• Exercise description: Find every line in the records that contains the word "gray", and copy each one.

• Records provided:
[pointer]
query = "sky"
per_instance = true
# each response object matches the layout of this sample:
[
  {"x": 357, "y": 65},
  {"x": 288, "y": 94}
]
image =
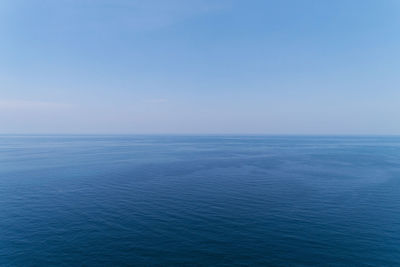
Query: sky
[{"x": 200, "y": 67}]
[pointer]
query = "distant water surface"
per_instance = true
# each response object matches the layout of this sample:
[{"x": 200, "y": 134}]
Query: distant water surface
[{"x": 199, "y": 201}]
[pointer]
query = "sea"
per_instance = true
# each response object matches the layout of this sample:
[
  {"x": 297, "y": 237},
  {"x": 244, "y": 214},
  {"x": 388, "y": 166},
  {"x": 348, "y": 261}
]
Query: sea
[{"x": 209, "y": 200}]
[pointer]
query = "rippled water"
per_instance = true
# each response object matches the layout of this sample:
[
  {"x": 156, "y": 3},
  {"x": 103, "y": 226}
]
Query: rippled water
[{"x": 199, "y": 200}]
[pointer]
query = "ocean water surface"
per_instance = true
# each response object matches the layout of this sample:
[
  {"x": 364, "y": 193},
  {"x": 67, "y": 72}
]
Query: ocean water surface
[{"x": 199, "y": 201}]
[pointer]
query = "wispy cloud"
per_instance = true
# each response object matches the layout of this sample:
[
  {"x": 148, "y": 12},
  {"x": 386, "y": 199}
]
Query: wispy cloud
[{"x": 30, "y": 105}]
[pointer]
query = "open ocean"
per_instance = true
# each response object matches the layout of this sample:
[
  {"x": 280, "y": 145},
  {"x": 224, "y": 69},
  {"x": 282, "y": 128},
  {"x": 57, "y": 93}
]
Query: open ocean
[{"x": 199, "y": 201}]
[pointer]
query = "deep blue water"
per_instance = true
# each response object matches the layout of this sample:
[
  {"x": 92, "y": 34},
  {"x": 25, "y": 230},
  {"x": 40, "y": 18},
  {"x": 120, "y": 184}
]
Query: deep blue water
[{"x": 199, "y": 201}]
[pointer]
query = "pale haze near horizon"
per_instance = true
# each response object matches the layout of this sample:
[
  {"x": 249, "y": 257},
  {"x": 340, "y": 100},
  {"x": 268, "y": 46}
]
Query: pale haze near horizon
[{"x": 201, "y": 66}]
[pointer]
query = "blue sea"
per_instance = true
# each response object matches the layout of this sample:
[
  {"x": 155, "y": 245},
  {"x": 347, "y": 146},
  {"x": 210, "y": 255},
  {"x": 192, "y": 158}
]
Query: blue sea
[{"x": 199, "y": 201}]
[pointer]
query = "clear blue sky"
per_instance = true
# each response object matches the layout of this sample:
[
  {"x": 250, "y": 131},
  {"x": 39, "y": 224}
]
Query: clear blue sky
[{"x": 200, "y": 66}]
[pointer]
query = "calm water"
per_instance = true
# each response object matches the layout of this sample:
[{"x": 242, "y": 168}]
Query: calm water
[{"x": 210, "y": 200}]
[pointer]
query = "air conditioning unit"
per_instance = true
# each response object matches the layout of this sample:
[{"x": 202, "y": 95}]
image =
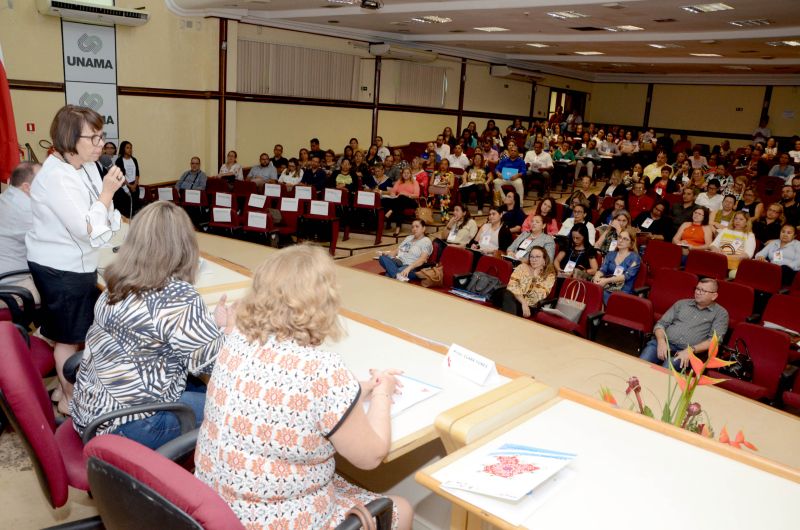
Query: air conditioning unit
[
  {"x": 388, "y": 51},
  {"x": 91, "y": 13}
]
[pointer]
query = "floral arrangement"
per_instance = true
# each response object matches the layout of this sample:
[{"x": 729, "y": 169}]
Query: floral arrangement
[{"x": 679, "y": 408}]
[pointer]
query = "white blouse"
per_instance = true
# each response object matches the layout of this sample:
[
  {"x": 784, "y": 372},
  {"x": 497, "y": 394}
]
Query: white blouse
[{"x": 64, "y": 200}]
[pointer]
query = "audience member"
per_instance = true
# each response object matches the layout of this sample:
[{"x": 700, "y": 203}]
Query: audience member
[
  {"x": 687, "y": 324},
  {"x": 309, "y": 404},
  {"x": 150, "y": 329},
  {"x": 73, "y": 215}
]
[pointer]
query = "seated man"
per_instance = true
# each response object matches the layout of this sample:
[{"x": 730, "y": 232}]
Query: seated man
[
  {"x": 413, "y": 252},
  {"x": 510, "y": 171},
  {"x": 540, "y": 165},
  {"x": 16, "y": 219},
  {"x": 688, "y": 323},
  {"x": 194, "y": 178}
]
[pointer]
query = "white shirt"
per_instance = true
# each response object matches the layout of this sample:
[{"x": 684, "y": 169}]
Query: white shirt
[
  {"x": 16, "y": 220},
  {"x": 541, "y": 161},
  {"x": 460, "y": 161},
  {"x": 63, "y": 201}
]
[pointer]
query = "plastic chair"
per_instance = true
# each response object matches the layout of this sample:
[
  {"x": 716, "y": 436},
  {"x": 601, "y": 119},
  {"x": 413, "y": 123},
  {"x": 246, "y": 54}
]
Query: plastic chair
[
  {"x": 630, "y": 312},
  {"x": 707, "y": 264},
  {"x": 136, "y": 487},
  {"x": 590, "y": 316},
  {"x": 56, "y": 453},
  {"x": 769, "y": 351}
]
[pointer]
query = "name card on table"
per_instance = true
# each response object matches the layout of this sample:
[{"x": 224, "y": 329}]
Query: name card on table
[
  {"x": 302, "y": 192},
  {"x": 257, "y": 219},
  {"x": 256, "y": 200},
  {"x": 289, "y": 204},
  {"x": 366, "y": 198},
  {"x": 222, "y": 215},
  {"x": 272, "y": 190},
  {"x": 319, "y": 208},
  {"x": 470, "y": 365},
  {"x": 224, "y": 199},
  {"x": 164, "y": 194},
  {"x": 193, "y": 196},
  {"x": 333, "y": 195}
]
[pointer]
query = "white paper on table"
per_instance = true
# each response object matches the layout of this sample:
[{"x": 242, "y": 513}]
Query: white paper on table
[
  {"x": 164, "y": 194},
  {"x": 302, "y": 192},
  {"x": 272, "y": 190},
  {"x": 289, "y": 204},
  {"x": 256, "y": 200},
  {"x": 508, "y": 471},
  {"x": 257, "y": 219},
  {"x": 193, "y": 196},
  {"x": 412, "y": 392},
  {"x": 333, "y": 195},
  {"x": 319, "y": 208},
  {"x": 471, "y": 365},
  {"x": 222, "y": 215}
]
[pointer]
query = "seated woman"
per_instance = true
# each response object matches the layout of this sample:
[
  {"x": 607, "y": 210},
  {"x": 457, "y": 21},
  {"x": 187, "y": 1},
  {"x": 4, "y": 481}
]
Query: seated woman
[
  {"x": 724, "y": 216},
  {"x": 151, "y": 328},
  {"x": 475, "y": 180},
  {"x": 579, "y": 258},
  {"x": 607, "y": 242},
  {"x": 292, "y": 175},
  {"x": 280, "y": 407},
  {"x": 654, "y": 222},
  {"x": 534, "y": 237},
  {"x": 513, "y": 214},
  {"x": 736, "y": 240},
  {"x": 402, "y": 196},
  {"x": 461, "y": 228},
  {"x": 578, "y": 217},
  {"x": 785, "y": 252},
  {"x": 412, "y": 253},
  {"x": 530, "y": 283},
  {"x": 619, "y": 269},
  {"x": 493, "y": 236},
  {"x": 768, "y": 226},
  {"x": 695, "y": 234}
]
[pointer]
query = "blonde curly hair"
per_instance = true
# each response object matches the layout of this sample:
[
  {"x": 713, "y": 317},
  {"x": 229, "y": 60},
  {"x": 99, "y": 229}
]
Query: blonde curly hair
[{"x": 294, "y": 296}]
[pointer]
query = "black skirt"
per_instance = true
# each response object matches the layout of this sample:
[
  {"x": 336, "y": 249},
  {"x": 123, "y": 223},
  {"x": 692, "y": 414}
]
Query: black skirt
[{"x": 68, "y": 300}]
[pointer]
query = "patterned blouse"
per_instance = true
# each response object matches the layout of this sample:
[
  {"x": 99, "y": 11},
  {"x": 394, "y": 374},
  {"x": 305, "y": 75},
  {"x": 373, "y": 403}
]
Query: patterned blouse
[
  {"x": 264, "y": 445},
  {"x": 139, "y": 351}
]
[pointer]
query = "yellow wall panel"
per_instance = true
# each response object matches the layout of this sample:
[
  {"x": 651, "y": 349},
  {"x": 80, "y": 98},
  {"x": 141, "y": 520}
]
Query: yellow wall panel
[
  {"x": 784, "y": 111},
  {"x": 707, "y": 107},
  {"x": 167, "y": 132}
]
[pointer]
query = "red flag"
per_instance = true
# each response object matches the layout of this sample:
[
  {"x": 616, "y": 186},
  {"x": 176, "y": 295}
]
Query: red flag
[{"x": 9, "y": 148}]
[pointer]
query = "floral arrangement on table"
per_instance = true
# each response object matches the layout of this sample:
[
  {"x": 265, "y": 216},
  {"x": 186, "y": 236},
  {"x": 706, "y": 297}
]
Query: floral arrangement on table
[{"x": 679, "y": 409}]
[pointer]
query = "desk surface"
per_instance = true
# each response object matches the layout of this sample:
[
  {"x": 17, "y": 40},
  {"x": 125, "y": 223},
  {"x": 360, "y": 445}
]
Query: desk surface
[{"x": 552, "y": 357}]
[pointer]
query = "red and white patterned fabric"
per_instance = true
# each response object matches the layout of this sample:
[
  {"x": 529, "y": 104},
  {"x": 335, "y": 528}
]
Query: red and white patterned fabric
[{"x": 264, "y": 442}]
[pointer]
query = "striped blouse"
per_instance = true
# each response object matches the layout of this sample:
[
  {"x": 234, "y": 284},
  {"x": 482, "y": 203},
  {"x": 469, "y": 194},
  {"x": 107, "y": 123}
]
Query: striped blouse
[{"x": 139, "y": 351}]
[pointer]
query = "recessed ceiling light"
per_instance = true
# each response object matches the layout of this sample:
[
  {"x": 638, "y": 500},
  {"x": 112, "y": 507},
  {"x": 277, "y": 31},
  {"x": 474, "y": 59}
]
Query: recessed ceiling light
[
  {"x": 623, "y": 28},
  {"x": 706, "y": 8},
  {"x": 785, "y": 43},
  {"x": 432, "y": 19},
  {"x": 751, "y": 22},
  {"x": 563, "y": 15}
]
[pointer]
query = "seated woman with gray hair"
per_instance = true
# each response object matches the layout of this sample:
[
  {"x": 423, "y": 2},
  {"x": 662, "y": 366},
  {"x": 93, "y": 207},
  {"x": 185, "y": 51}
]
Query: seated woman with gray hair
[{"x": 281, "y": 405}]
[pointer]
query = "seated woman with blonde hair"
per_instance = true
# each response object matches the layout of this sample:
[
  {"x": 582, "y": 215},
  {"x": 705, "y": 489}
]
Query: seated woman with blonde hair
[
  {"x": 151, "y": 328},
  {"x": 736, "y": 240},
  {"x": 280, "y": 406},
  {"x": 530, "y": 283}
]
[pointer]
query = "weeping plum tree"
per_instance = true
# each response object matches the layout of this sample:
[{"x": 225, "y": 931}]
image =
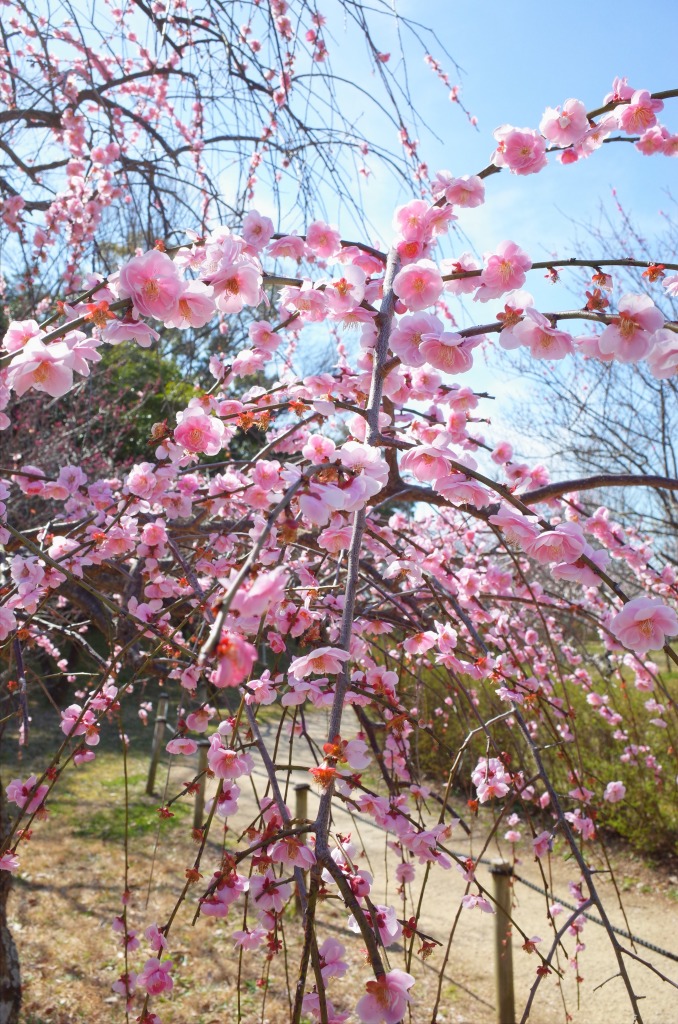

• Finished exercise:
query = "seated woman with gray hair"
Query: seated woman with gray hair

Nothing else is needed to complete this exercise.